#### WHAT YOU ARE ASKED TO DO:
Please print the entries below exactly, from the line with "point(625, 783)" through the line with "point(236, 109)", including both of those lines and leaving out all others.

#### AVAILABLE DATA ####

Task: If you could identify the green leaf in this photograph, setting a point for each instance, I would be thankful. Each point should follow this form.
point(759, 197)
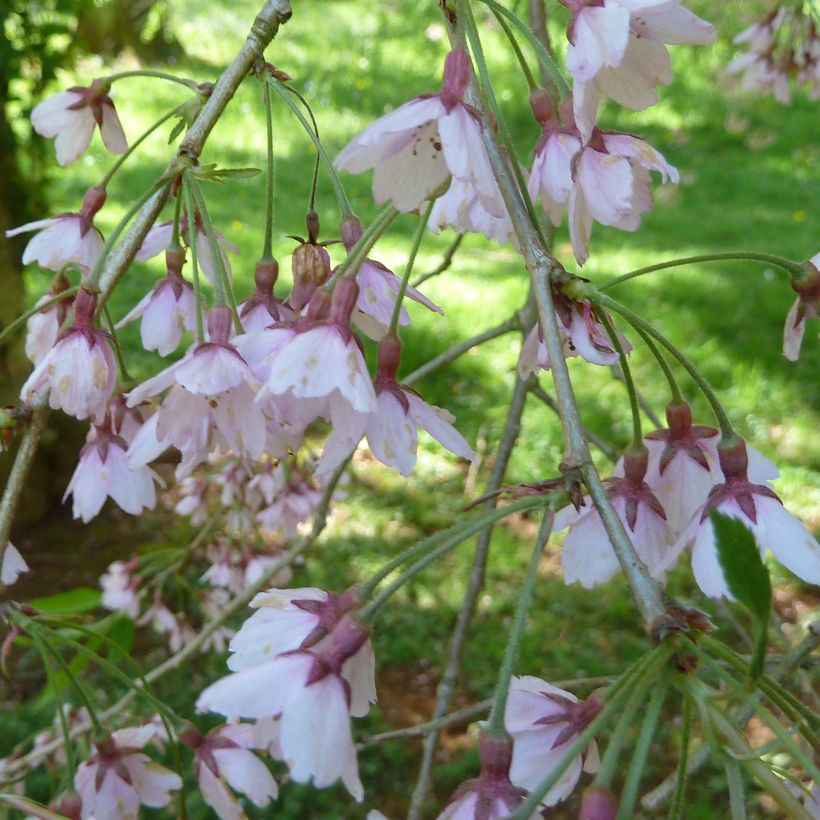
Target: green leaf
point(73, 602)
point(747, 578)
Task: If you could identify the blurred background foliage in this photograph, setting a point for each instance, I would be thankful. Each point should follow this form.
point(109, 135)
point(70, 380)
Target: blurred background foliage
point(749, 180)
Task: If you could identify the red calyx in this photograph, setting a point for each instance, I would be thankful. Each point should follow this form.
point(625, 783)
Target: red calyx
point(682, 436)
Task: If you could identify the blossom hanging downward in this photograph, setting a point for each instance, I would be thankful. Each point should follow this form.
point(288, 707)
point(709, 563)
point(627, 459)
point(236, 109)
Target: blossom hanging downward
point(588, 556)
point(103, 471)
point(308, 689)
point(118, 777)
point(223, 761)
point(80, 371)
point(416, 147)
point(67, 239)
point(167, 310)
point(759, 509)
point(211, 386)
point(71, 117)
point(392, 429)
point(13, 566)
point(544, 722)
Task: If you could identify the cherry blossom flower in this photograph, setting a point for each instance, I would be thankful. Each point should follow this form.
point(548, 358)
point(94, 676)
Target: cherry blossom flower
point(117, 778)
point(806, 306)
point(71, 117)
point(683, 466)
point(759, 509)
point(79, 372)
point(461, 208)
point(581, 334)
point(223, 761)
point(491, 795)
point(160, 237)
point(66, 239)
point(211, 385)
point(551, 175)
point(612, 186)
point(167, 310)
point(13, 565)
point(588, 556)
point(619, 49)
point(103, 471)
point(392, 429)
point(44, 326)
point(544, 721)
point(416, 147)
point(307, 688)
point(121, 588)
point(262, 308)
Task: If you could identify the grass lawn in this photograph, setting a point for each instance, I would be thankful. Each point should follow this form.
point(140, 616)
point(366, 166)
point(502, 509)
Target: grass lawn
point(749, 180)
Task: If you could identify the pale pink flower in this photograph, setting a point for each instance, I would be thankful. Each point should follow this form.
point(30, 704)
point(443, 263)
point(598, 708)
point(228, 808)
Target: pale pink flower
point(416, 147)
point(67, 239)
point(13, 565)
point(619, 49)
point(285, 620)
point(392, 429)
point(211, 385)
point(544, 722)
point(44, 326)
point(491, 795)
point(806, 306)
point(71, 117)
point(588, 557)
point(759, 509)
point(223, 761)
point(306, 687)
point(461, 209)
point(117, 778)
point(121, 588)
point(612, 186)
point(581, 334)
point(103, 471)
point(262, 308)
point(159, 238)
point(80, 371)
point(167, 310)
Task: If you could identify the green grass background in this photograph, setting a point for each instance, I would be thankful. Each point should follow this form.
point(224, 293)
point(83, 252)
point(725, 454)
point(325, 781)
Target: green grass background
point(749, 181)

####

#### EXPECTED ANSWER:
point(625, 783)
Target: red calyx
point(682, 436)
Task: If you could identify the blossom hanging downward in this photograph, setting a point for each instance, I would be thankful. Each point should follow this form.
point(288, 707)
point(709, 563)
point(627, 459)
point(236, 109)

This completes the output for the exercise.